## AIM OF THE EXERCISE
From the material below, reproduce word for word the lines starting at the one containing "Tag each instance of the pine" and ending with the one containing "x=621, y=349", both included.

[Begin DATA EXTRACT]

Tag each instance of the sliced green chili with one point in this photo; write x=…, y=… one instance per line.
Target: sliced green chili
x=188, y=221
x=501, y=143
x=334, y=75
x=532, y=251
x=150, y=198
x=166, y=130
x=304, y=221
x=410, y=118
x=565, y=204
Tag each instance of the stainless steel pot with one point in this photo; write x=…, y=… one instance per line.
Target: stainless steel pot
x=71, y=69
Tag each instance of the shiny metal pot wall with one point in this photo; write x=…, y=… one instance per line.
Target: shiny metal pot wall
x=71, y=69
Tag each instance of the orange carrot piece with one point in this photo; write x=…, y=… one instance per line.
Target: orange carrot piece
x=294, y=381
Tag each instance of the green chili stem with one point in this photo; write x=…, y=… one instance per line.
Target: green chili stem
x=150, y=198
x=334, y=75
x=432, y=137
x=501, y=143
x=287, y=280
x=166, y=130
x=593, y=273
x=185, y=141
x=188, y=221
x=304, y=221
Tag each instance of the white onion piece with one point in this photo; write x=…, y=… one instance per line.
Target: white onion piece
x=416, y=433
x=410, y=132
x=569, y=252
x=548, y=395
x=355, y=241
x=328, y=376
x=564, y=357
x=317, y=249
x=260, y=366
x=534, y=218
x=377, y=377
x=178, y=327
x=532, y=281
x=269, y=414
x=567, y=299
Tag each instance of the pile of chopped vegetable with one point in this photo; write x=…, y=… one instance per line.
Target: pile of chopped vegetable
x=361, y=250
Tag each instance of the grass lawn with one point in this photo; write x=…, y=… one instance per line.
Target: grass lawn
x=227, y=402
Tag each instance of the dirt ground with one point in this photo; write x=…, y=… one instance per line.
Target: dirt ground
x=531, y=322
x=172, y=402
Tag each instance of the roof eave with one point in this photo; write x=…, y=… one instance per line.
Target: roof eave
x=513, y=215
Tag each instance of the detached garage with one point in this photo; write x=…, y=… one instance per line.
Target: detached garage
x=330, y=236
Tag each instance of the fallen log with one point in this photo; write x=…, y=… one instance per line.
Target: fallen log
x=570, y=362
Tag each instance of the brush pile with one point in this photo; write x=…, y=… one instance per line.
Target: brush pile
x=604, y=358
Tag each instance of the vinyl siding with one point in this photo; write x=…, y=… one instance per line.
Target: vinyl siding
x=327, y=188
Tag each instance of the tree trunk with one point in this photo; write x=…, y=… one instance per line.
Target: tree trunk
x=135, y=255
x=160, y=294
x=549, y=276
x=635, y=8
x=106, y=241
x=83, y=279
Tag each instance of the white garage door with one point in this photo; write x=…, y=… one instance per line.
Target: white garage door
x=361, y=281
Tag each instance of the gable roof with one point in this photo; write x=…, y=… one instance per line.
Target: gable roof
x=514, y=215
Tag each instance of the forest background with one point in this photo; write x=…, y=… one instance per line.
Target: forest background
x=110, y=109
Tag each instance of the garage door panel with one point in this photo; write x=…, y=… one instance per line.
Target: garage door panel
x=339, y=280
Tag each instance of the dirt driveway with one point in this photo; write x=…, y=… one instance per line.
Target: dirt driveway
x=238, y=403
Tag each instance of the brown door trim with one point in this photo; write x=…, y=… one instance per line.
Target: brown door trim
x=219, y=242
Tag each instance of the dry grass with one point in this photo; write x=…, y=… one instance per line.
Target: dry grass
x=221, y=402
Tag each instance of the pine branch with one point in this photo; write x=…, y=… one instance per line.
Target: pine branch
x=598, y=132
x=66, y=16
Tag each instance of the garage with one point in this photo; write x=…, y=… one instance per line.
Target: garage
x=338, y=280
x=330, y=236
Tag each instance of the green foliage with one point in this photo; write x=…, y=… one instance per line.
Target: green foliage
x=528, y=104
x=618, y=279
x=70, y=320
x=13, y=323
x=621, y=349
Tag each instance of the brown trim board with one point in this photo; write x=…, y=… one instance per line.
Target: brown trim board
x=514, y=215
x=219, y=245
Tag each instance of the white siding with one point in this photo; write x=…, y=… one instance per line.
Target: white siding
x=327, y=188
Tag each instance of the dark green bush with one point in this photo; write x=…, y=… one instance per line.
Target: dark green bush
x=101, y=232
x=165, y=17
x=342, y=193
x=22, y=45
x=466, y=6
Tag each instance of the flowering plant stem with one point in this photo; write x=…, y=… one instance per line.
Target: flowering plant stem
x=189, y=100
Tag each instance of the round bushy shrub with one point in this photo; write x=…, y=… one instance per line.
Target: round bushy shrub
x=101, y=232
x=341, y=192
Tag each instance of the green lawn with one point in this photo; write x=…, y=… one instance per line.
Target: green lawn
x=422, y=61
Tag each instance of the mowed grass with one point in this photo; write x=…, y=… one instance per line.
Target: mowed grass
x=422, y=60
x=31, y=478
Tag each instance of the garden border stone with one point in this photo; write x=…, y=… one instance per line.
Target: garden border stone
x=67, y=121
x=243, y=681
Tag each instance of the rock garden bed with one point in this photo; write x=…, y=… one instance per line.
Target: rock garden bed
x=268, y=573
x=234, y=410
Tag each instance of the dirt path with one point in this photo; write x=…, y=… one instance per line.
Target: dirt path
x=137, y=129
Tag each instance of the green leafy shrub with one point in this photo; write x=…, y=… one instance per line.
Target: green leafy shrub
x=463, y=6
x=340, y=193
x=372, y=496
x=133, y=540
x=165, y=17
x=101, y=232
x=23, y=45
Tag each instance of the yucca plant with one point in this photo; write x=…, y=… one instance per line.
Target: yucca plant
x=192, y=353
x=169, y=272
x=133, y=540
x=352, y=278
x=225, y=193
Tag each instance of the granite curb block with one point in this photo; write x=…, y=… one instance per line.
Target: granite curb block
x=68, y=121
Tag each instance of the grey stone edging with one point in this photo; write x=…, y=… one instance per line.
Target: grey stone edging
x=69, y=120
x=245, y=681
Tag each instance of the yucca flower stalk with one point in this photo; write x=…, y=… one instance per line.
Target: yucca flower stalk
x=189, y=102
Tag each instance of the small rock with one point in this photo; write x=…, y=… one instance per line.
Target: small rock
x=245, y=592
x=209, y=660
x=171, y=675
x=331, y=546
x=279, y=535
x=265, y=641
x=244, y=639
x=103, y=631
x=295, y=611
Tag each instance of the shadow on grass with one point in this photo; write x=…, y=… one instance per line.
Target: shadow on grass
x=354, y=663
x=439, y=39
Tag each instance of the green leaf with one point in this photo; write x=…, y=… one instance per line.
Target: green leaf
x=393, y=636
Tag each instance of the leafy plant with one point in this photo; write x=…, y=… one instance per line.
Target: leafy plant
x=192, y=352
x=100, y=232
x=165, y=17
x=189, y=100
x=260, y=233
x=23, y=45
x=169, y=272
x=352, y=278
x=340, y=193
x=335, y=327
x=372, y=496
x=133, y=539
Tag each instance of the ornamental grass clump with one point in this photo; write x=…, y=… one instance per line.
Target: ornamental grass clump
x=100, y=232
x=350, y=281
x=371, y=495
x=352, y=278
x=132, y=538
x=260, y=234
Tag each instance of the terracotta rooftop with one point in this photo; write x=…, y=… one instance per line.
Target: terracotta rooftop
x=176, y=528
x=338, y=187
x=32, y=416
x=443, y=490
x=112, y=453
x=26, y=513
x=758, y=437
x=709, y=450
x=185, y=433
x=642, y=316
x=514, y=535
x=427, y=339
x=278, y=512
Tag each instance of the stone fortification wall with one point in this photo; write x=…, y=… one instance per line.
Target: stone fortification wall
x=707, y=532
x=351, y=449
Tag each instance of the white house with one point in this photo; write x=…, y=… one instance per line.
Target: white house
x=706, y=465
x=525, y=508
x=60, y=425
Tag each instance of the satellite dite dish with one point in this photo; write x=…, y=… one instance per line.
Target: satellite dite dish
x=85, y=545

[End DATA EXTRACT]

## FINISHED ANSWER
Tag each instance of the pine branch with one point in this photo; write x=…, y=… one instance per line.
Target: pine branch
x=598, y=132
x=66, y=16
Tag each instance of the garage with one point in this photo; write x=…, y=… one instance per line.
Target: garage
x=338, y=280
x=330, y=236
Tag each instance of the green foliage with one point in this photo; write x=…, y=… one instance per line.
Target: green foliage
x=528, y=104
x=618, y=279
x=70, y=320
x=13, y=323
x=621, y=349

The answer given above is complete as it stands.